■ **Supplied information**
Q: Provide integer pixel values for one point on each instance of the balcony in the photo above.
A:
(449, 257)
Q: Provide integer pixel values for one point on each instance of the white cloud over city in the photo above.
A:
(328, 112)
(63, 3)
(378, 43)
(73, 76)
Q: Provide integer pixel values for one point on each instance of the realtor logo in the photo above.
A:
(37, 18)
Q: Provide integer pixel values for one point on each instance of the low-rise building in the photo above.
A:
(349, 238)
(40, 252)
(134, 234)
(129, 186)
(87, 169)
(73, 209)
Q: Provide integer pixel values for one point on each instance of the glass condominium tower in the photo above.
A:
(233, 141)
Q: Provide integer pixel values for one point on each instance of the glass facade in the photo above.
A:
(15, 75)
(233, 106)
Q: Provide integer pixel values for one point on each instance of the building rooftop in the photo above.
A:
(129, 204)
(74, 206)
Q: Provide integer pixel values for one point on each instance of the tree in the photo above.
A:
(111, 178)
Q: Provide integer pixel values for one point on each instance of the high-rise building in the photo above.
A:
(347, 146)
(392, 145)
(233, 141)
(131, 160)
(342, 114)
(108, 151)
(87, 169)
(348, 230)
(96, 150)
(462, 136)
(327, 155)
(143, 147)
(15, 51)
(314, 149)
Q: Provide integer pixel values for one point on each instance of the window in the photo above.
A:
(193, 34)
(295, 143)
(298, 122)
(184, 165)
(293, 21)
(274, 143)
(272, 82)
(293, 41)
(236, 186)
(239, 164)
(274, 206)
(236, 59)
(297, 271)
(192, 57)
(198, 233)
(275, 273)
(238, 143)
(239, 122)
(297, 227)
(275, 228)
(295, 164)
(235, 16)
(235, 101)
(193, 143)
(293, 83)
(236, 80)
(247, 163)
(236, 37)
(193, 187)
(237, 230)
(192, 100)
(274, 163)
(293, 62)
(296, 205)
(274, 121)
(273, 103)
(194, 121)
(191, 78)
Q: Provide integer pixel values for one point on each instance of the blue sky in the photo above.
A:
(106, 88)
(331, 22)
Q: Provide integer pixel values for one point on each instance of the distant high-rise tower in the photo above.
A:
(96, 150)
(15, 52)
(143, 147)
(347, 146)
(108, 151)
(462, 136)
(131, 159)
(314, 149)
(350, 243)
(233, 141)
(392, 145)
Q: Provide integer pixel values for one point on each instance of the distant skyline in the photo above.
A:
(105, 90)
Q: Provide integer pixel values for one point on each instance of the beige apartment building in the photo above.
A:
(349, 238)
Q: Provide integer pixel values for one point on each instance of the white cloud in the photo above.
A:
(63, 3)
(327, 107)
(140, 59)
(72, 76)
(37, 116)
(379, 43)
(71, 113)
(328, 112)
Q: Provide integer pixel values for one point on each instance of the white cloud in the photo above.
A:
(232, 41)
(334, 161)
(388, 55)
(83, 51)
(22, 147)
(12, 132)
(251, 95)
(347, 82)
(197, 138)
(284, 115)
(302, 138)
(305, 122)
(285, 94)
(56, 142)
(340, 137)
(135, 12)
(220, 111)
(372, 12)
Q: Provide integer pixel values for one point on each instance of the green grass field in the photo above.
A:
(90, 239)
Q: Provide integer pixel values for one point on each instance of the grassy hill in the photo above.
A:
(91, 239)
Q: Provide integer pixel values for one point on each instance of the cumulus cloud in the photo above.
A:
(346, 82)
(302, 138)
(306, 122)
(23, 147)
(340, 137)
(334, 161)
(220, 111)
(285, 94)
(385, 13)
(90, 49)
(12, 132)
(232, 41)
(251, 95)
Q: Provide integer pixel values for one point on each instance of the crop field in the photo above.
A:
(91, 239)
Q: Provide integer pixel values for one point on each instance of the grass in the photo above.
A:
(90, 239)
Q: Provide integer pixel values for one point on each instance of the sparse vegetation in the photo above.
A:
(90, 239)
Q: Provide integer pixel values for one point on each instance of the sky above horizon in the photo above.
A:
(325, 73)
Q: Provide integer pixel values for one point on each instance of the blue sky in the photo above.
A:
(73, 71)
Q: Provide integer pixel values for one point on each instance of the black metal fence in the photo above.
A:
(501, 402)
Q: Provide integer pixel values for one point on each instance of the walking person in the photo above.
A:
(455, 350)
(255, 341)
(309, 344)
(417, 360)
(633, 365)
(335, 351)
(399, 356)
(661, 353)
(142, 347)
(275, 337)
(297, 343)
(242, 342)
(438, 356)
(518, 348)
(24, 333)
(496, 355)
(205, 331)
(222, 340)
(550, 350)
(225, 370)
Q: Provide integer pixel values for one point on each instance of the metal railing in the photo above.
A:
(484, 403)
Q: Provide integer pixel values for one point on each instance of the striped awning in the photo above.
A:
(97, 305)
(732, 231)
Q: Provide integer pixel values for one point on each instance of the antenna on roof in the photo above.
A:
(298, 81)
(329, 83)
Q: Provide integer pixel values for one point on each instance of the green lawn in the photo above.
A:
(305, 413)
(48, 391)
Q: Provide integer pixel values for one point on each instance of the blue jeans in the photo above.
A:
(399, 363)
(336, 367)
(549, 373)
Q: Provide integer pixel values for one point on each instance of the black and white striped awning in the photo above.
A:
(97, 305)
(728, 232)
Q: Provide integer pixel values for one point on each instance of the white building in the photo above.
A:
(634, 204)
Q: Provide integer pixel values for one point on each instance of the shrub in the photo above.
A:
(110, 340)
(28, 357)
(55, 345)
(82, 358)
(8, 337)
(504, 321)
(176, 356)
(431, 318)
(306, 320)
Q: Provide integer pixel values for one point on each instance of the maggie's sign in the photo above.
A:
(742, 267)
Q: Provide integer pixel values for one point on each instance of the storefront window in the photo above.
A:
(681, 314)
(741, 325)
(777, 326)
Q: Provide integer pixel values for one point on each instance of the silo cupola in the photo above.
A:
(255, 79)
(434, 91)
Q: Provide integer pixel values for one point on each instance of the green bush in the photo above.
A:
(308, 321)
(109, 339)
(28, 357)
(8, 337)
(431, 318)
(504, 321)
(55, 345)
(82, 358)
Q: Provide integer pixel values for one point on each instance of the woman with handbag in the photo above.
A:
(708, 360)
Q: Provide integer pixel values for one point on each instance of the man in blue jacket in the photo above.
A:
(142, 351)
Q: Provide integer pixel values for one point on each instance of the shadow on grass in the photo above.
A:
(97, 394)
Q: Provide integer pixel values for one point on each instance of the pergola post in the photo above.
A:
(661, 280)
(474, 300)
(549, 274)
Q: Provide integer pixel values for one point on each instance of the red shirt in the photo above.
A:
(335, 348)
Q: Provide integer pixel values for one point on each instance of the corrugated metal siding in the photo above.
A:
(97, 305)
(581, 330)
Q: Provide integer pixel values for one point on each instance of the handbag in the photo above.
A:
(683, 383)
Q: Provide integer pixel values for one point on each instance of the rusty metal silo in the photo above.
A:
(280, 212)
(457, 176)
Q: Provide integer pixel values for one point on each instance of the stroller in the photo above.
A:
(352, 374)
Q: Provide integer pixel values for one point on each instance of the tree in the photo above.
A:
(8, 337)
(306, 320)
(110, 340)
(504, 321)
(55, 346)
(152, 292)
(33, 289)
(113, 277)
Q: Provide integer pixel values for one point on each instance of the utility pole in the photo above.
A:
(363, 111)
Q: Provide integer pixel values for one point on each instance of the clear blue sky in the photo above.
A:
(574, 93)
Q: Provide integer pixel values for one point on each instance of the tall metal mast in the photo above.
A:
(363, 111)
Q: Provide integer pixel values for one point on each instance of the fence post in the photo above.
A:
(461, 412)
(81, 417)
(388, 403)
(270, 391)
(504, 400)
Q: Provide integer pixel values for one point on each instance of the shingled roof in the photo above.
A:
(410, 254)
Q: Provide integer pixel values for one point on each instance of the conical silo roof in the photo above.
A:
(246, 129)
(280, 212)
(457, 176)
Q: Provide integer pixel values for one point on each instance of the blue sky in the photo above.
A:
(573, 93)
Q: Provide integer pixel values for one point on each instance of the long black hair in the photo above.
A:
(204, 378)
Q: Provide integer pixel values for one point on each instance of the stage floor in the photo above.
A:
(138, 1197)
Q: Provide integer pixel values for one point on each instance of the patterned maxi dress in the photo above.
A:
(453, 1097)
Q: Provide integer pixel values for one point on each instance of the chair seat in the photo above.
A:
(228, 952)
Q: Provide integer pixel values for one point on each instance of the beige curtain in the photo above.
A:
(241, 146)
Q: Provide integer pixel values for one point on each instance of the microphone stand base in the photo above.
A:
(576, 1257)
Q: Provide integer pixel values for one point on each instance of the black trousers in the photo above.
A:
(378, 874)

■ **Problem to solve**
Everything from the line with "floor in the photo above." to the end of the listing above needs to be duplicated exactly, both end lines included, with nothing more.

■ **Complete output**
Q: Provide integer pixel values for one point on each instance of the stage floor in the photo above.
A:
(138, 1197)
Q: Provide integer pixel values for one point on each instance of the patterned maxi dress in the photo above.
A:
(453, 1097)
Q: Provide integer pixel values for one point on each instance of the chair seat in the photo above.
A:
(228, 952)
Q: Provide integer pixel values for one point on each instance of the beige curtain in the photo above.
A:
(241, 146)
Q: Provide integer pixel values for one point on each instance of the microphone stand base in the photo above.
A:
(576, 1257)
Q: Provide integer pixel values for one point on each instance of the black trousers in the photo above.
A:
(378, 874)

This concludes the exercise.